**GIVEN EXERCISE**
Rename "crate stack" to "bin pile" throughout the entries below, and write every line out again with nothing else changed.

**EXTRACTED INFORMATION**
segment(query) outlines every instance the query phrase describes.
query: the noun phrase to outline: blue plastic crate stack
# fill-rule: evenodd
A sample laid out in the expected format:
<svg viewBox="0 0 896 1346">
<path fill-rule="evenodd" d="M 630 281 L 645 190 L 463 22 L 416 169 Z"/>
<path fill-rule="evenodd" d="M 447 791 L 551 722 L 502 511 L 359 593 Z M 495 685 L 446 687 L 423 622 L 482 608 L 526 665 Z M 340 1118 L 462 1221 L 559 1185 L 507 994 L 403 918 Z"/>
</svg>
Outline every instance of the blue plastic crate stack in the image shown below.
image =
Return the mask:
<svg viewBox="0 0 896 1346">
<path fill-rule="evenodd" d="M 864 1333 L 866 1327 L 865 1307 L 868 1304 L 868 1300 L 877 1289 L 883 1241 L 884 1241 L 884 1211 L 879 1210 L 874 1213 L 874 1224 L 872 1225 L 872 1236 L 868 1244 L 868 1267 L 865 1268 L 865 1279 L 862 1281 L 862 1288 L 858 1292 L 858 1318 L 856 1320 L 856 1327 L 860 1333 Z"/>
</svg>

**WRITTEN REPLY**
segment(query) outlines every instance the query phrase describes.
query: the noun phrase to outline: blue plastic bin pile
# fill-rule: evenodd
A sample laid out in the expected format:
<svg viewBox="0 0 896 1346">
<path fill-rule="evenodd" d="M 630 281 L 645 190 L 463 22 L 416 169 Z"/>
<path fill-rule="evenodd" d="M 447 791 L 551 722 L 502 511 L 359 593 Z M 495 685 L 446 687 L 423 622 L 482 608 L 526 665 Z M 340 1118 L 462 1221 L 559 1185 L 507 994 L 403 918 Z"/>
</svg>
Outline every instance of the blue plastic bin pile in the image shown below.
image =
Return the mask:
<svg viewBox="0 0 896 1346">
<path fill-rule="evenodd" d="M 864 1333 L 866 1327 L 865 1307 L 868 1304 L 868 1300 L 877 1289 L 883 1241 L 884 1241 L 884 1211 L 879 1210 L 874 1213 L 874 1224 L 872 1225 L 872 1236 L 868 1244 L 868 1267 L 865 1268 L 865 1279 L 862 1281 L 862 1288 L 858 1292 L 858 1318 L 856 1320 L 856 1327 L 860 1333 Z"/>
</svg>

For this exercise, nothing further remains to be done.